(Point localization data)

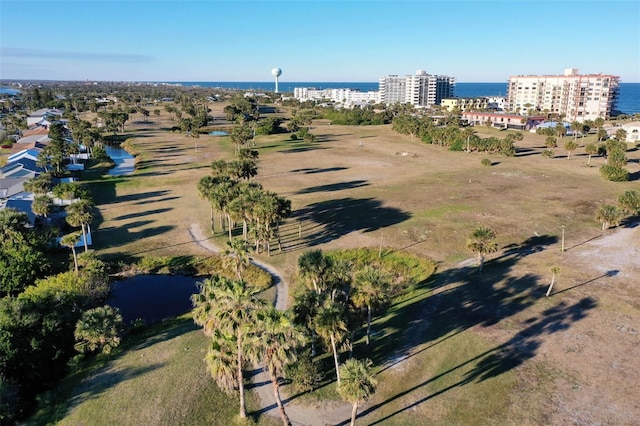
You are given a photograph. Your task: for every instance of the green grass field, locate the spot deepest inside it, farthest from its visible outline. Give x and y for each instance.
(463, 348)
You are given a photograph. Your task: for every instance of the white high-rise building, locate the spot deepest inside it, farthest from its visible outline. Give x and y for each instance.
(577, 97)
(420, 90)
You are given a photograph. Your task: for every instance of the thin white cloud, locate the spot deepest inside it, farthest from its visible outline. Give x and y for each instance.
(18, 52)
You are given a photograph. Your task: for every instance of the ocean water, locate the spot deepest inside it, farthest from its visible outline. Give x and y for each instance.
(628, 100)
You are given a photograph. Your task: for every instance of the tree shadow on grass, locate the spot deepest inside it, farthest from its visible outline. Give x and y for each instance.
(502, 358)
(458, 299)
(334, 187)
(332, 219)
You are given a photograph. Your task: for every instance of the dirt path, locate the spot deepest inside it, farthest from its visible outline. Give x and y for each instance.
(320, 415)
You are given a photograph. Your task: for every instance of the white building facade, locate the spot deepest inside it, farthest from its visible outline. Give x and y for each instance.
(420, 90)
(578, 97)
(343, 96)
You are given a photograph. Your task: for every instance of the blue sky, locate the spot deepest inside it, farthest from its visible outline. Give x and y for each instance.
(217, 40)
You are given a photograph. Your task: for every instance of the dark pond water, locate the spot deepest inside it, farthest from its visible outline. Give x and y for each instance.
(153, 297)
(125, 162)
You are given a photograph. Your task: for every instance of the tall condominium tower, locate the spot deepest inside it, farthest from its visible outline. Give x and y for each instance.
(420, 90)
(577, 97)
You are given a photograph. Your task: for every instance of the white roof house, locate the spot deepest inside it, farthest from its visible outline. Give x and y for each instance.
(633, 131)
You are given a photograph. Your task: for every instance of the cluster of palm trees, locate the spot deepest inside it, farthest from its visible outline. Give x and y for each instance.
(452, 135)
(231, 192)
(243, 331)
(79, 210)
(336, 301)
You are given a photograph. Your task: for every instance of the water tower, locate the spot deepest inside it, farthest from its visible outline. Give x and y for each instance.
(276, 72)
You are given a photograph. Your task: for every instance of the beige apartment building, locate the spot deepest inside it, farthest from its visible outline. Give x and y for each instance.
(578, 97)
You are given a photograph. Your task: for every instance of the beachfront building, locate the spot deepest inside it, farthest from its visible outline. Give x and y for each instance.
(346, 97)
(421, 90)
(501, 120)
(577, 97)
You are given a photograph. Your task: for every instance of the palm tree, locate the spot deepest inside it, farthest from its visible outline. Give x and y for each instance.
(279, 340)
(358, 383)
(305, 309)
(591, 149)
(98, 329)
(482, 241)
(576, 127)
(221, 361)
(332, 327)
(555, 270)
(40, 184)
(80, 214)
(228, 308)
(608, 214)
(205, 191)
(570, 146)
(630, 202)
(41, 205)
(70, 241)
(551, 142)
(371, 290)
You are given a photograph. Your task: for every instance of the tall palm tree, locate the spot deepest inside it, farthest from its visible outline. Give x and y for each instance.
(305, 309)
(371, 290)
(205, 189)
(331, 325)
(70, 241)
(40, 184)
(358, 383)
(570, 146)
(279, 340)
(482, 241)
(228, 308)
(555, 270)
(591, 149)
(608, 215)
(98, 329)
(42, 205)
(80, 214)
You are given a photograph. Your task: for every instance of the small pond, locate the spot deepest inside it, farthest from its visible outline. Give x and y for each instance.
(153, 297)
(125, 162)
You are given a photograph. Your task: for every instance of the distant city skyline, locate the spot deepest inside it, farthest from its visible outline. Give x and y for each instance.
(332, 41)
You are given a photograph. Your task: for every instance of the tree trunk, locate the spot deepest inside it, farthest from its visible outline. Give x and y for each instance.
(276, 393)
(335, 358)
(243, 410)
(368, 324)
(84, 236)
(75, 258)
(313, 342)
(354, 413)
(553, 280)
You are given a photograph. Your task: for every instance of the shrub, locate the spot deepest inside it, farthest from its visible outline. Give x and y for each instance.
(614, 174)
(305, 373)
(547, 153)
(457, 145)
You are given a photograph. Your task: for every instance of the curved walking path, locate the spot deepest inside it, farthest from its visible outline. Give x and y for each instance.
(319, 415)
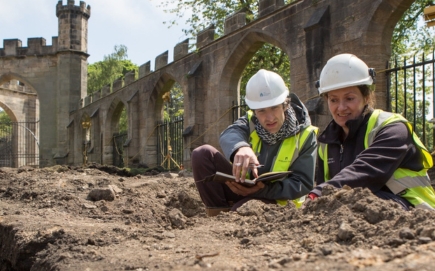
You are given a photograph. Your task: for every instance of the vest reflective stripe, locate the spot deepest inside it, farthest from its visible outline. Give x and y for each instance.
(414, 186)
(288, 152)
(323, 154)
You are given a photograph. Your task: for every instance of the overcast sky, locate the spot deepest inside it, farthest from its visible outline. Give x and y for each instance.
(137, 24)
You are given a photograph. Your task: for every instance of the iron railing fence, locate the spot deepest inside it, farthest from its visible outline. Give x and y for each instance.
(19, 144)
(411, 93)
(170, 143)
(118, 149)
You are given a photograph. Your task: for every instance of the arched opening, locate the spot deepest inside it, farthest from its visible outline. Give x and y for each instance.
(86, 136)
(119, 132)
(256, 50)
(19, 123)
(170, 128)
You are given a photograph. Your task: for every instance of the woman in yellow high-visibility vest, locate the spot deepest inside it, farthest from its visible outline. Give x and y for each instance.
(277, 134)
(364, 147)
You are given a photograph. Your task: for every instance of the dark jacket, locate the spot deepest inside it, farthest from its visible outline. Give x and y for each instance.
(301, 181)
(350, 164)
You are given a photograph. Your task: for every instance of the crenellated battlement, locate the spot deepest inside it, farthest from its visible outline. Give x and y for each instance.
(35, 46)
(233, 22)
(70, 7)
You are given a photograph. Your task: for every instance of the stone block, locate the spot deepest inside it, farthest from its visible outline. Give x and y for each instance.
(161, 60)
(205, 36)
(145, 69)
(129, 78)
(269, 6)
(181, 49)
(105, 91)
(117, 84)
(11, 46)
(235, 21)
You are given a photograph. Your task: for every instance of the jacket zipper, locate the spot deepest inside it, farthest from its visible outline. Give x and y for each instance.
(341, 153)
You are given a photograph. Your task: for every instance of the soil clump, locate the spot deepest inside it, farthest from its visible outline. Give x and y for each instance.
(100, 218)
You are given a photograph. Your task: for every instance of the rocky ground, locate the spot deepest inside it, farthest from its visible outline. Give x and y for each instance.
(97, 218)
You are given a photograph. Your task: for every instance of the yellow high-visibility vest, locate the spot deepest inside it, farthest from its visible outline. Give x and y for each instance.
(287, 154)
(414, 186)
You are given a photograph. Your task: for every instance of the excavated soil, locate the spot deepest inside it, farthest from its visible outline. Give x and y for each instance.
(97, 218)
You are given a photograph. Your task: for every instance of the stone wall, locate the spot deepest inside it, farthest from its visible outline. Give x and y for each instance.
(309, 32)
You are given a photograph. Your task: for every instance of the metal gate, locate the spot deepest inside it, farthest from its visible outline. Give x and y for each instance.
(170, 143)
(19, 144)
(118, 149)
(411, 93)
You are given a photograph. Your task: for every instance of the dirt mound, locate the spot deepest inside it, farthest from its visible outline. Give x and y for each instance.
(64, 218)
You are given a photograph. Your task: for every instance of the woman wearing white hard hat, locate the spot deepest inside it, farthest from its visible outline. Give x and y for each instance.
(364, 147)
(276, 134)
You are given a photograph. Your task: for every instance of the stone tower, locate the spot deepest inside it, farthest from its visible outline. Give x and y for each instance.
(71, 64)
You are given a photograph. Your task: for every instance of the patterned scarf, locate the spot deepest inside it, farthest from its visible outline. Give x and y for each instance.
(289, 128)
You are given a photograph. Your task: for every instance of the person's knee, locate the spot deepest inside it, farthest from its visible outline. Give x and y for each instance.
(201, 152)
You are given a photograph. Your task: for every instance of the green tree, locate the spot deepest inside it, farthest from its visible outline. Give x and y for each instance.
(413, 42)
(411, 34)
(114, 66)
(204, 13)
(174, 107)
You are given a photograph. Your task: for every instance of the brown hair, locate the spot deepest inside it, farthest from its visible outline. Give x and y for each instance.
(367, 93)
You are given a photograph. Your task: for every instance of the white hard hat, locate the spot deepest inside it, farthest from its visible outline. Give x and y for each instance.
(344, 70)
(265, 89)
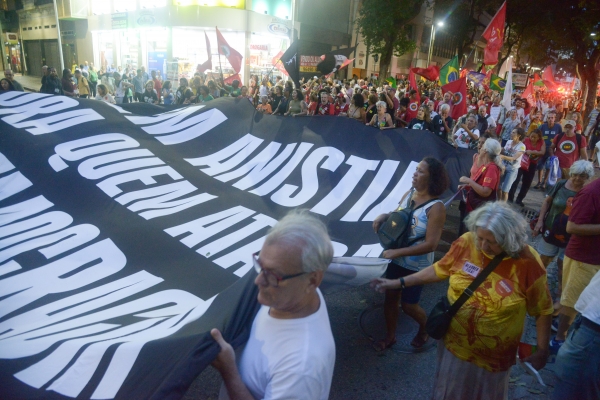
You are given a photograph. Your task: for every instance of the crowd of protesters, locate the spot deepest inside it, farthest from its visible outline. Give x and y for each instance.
(547, 136)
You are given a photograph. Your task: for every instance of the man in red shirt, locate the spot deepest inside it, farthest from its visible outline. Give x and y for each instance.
(569, 147)
(413, 106)
(582, 258)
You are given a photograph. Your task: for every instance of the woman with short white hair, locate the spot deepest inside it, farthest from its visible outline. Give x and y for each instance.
(382, 119)
(481, 343)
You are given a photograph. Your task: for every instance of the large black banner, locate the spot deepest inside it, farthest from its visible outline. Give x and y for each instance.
(126, 233)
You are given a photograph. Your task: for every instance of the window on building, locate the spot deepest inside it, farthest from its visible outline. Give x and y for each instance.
(125, 5)
(100, 7)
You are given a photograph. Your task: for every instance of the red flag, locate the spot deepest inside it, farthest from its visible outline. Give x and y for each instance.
(279, 65)
(548, 79)
(494, 34)
(431, 73)
(528, 95)
(208, 63)
(235, 58)
(229, 80)
(459, 97)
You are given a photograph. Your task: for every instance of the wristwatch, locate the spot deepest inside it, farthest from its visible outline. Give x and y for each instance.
(402, 284)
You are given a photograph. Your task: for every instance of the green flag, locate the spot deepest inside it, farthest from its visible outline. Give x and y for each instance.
(497, 83)
(449, 72)
(391, 81)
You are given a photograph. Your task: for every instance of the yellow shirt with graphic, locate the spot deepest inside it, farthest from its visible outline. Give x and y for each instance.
(487, 329)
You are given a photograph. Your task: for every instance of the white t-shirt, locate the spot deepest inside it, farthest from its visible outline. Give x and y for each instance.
(511, 151)
(288, 358)
(463, 139)
(589, 300)
(107, 98)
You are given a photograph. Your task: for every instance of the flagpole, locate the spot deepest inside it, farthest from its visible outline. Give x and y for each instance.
(220, 67)
(469, 56)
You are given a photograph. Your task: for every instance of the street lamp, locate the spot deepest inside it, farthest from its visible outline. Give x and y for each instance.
(432, 40)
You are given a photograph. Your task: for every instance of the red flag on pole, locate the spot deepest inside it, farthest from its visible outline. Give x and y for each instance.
(548, 79)
(208, 63)
(235, 58)
(431, 73)
(528, 95)
(459, 97)
(494, 34)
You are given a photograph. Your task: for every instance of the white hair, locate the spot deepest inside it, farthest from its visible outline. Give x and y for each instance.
(493, 148)
(304, 231)
(508, 226)
(582, 167)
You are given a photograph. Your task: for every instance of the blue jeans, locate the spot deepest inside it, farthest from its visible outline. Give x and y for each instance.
(509, 177)
(578, 365)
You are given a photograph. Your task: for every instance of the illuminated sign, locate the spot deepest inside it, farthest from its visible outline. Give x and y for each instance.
(279, 29)
(241, 4)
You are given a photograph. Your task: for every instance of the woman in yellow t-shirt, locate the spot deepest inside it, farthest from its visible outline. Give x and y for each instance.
(482, 341)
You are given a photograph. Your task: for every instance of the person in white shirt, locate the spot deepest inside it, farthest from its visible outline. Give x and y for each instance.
(578, 360)
(467, 135)
(290, 353)
(103, 95)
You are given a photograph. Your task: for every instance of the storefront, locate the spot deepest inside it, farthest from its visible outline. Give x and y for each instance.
(170, 37)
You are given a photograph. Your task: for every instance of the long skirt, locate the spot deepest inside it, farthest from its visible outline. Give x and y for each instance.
(456, 379)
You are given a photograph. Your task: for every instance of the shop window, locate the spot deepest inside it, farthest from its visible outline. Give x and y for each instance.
(100, 7)
(125, 5)
(153, 3)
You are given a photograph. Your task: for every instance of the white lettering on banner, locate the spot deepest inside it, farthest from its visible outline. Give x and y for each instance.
(283, 173)
(35, 104)
(310, 181)
(359, 166)
(13, 183)
(259, 162)
(375, 189)
(262, 165)
(82, 335)
(76, 150)
(228, 158)
(261, 171)
(204, 227)
(91, 168)
(185, 129)
(36, 283)
(5, 165)
(146, 176)
(162, 199)
(391, 201)
(23, 209)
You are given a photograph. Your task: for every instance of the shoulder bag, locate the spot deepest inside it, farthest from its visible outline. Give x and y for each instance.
(442, 313)
(395, 231)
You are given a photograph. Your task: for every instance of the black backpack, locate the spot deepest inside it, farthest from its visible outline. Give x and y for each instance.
(395, 231)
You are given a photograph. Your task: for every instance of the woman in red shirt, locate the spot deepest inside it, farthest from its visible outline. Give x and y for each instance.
(534, 149)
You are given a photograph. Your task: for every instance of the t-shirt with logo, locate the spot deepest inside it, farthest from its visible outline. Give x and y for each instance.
(548, 134)
(567, 150)
(465, 141)
(412, 110)
(487, 329)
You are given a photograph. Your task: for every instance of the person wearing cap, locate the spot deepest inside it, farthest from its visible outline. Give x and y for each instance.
(569, 147)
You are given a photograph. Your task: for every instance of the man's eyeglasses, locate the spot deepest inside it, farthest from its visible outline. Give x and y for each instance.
(272, 278)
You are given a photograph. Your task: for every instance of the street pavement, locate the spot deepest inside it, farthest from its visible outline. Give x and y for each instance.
(29, 83)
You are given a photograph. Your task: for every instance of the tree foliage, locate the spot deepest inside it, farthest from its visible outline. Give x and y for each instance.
(461, 19)
(384, 26)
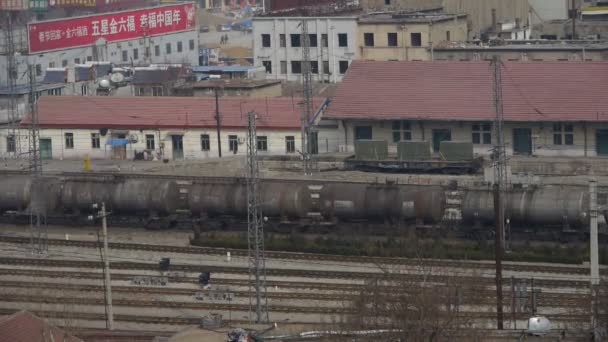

■ Work instruction ■
Only the lines from the one with "the person wearing" through the final line of the entries belong in the answer, set down exactly, with both ends included and no pictures.

■ Your solution ■
You are given a photograph. Your task: for every instance of the person wearing cap, locate the spot deepest inside it, farthest from its visible outline. Give x and y for each instance.
(569, 147)
You are given a photograph. Your task: for every instance of the man's eyeglasses, locate the spot deepest inside it, farthest from its visible outline. Give x and y for each instance.
(272, 278)
You are given a photograph. Your task: for every instance of the street pavement, locate the spot deepest inside it, farthest from its visible outline. Give x and y for each instance.
(29, 83)
You are given a photograph. Your task: for every instance of the tree foliage, locate the spot deepest inside it, farthest from its visible outline. Give x and y for each instance.
(461, 19)
(384, 26)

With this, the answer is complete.